Saturday, March 12, 2011

Woe Is He

I was surprised to find that it has been just about exactly a year since I featured that most inaccurately named of song-poem groups, "The Real Pros", or their home label, Cinema. Today's offering comes from my favorite era for the group and label - their earliest releases, most of which feature what appears to be a one man band, playing one of those cheesy 1970's home keyboard/organ things that had preprogrammed beats and accompaniments. A few of my all time favorite song-poems come from this fairly tiny subset of records, and while today's offering doesn't reach the heights of "I'm Having My First Heartbreak" or "Deep Freeze Mama", it has some of the same qualities that make both of those records so special. The better of the two, I think, is the song identified as the B-side, "Woe-Men", with it's mechanical swinging keyboard beat, heartfelt vocal, and fairly non-musical lyrical choices. Plus there's the way the way he sings "Divorce!". Oh, and the whole misbegotten concept on which the lyrics are built, of course...

> PROBLEMS AND TASKS:
(1) In the song-poem post, which song does the writer consider the better of the two?
(2) Carry on the song-poem post from the point where it stops.

Region pointing data
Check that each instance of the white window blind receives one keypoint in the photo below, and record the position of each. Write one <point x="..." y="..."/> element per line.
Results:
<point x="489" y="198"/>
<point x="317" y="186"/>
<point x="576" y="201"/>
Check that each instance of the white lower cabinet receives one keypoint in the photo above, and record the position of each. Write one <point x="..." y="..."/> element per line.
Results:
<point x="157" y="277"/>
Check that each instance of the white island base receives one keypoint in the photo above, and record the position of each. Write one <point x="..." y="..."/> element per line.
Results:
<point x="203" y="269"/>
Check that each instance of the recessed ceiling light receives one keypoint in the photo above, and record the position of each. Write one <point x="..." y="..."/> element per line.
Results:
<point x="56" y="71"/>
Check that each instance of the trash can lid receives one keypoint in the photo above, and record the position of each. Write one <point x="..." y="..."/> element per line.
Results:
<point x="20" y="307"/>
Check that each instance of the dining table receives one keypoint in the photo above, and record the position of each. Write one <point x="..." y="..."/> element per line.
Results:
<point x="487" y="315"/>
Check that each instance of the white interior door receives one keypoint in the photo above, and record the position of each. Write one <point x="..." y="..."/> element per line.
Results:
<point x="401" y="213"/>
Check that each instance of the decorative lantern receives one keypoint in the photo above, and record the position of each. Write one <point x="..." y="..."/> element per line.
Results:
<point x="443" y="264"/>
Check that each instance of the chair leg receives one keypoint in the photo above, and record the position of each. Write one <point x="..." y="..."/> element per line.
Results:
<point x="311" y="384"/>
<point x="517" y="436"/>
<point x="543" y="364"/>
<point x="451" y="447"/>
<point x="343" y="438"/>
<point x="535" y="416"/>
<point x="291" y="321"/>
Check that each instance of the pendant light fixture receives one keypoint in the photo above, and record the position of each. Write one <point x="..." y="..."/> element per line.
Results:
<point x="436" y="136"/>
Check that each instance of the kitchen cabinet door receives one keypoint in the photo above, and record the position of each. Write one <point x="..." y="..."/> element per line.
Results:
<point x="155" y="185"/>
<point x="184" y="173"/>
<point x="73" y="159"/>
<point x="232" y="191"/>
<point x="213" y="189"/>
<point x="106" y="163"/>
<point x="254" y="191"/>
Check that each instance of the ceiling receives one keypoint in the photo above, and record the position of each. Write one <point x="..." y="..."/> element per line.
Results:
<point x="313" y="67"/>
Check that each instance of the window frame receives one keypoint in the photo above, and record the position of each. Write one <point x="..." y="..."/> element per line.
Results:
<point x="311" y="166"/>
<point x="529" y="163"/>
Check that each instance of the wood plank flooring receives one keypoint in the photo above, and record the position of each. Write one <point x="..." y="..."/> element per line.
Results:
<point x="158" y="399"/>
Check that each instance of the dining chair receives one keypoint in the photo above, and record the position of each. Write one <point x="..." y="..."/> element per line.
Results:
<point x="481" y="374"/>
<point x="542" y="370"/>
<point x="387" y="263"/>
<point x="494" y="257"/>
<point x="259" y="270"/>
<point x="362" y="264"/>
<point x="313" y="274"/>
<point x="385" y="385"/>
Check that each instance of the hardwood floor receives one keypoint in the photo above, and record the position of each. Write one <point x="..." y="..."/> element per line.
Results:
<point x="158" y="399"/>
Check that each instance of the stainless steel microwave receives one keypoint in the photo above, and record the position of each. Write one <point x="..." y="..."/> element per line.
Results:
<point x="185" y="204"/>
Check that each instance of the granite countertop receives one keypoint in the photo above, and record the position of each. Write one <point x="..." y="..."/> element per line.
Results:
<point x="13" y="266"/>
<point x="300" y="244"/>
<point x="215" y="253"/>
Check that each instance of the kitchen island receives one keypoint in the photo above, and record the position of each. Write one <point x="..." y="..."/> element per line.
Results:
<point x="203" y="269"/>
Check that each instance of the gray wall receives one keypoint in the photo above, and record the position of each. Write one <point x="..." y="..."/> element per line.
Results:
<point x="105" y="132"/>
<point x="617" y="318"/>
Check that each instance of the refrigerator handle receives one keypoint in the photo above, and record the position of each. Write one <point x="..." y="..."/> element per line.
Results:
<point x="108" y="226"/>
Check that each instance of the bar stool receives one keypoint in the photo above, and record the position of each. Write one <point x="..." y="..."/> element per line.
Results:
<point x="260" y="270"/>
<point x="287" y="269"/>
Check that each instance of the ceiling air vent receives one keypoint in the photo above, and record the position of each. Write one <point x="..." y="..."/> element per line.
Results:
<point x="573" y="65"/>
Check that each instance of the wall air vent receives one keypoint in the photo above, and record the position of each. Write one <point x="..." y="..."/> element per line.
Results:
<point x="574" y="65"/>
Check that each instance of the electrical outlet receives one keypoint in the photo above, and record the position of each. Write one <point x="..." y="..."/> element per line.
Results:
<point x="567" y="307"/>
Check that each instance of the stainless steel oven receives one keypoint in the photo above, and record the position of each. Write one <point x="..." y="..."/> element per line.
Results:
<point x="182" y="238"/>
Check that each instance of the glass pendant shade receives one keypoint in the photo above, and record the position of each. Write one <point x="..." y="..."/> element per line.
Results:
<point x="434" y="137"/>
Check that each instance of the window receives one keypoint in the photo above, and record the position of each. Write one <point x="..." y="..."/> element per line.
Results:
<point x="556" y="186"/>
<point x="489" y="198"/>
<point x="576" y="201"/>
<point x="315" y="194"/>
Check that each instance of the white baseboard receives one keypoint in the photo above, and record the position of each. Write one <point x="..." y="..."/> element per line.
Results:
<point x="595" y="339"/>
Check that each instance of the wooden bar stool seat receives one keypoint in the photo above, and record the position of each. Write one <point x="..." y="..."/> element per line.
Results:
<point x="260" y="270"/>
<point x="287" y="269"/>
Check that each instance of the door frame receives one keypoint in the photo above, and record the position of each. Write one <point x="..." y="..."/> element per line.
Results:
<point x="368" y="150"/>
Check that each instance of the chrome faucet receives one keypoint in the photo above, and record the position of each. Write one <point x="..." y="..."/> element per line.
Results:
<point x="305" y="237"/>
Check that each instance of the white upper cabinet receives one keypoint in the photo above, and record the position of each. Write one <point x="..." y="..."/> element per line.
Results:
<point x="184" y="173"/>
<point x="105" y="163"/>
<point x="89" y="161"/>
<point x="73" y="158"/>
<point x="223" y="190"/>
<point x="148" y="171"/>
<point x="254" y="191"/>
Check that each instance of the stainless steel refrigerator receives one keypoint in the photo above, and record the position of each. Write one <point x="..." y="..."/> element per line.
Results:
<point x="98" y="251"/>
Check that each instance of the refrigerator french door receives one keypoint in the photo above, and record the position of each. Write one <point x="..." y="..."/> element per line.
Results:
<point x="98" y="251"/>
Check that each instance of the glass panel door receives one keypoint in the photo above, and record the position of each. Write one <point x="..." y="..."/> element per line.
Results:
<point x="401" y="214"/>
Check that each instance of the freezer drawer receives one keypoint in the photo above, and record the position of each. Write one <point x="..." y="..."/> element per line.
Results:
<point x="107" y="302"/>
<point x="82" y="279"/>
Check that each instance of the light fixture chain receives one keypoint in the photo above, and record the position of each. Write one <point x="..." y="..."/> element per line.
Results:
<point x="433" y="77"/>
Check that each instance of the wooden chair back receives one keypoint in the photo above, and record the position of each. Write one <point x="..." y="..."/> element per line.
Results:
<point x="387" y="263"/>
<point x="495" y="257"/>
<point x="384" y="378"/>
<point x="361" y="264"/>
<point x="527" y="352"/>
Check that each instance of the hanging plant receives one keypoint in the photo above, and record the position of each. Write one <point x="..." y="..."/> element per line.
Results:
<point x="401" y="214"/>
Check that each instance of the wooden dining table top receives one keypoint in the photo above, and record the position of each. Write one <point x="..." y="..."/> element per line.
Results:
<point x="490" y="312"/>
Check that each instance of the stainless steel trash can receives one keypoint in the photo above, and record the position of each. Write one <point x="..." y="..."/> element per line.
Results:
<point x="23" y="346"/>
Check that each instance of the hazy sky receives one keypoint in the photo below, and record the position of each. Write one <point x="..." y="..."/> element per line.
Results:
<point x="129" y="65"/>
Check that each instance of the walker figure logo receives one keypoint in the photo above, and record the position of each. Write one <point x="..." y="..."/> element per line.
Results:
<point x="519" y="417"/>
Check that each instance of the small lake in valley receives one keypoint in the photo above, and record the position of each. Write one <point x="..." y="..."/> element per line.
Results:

> TASK-BY-TASK ANSWERS:
(1) "Woe-Men," the song identified as the B-side.

(2)
Play:

The flip side, "What Good is the Moon?", has an equally artificial beat - a samba this time - and a more standard (and therefore less unusual/interesting) set of lyrics. The singer on these songs is the same person who sings on those much beloved records I mentioned earlier, and while he sometimes sounds like Gene Marshall, I don't think that's who this is, and I'm not sure I've ever heard this singer on any other (non Real Pros) song-poem records. What do you think?

2 comments:

Stu Shea said...

Definitely not Gene Marshall. I don't know who it is. I also don't know who thought that the "now" sound involved a wheezy melodica. "Woe-Men" is kind of amazing, giving the vocalist a chance to shine on those long notes. "A divorce" is not the "payoff" line one usually hears to wind up a song.

Seems like all the Real Pros records ended in weird fashion.

Timmy said...

The harmonica completely ruins this first song. Makes it too cutesy & novelty-like. Can't hang.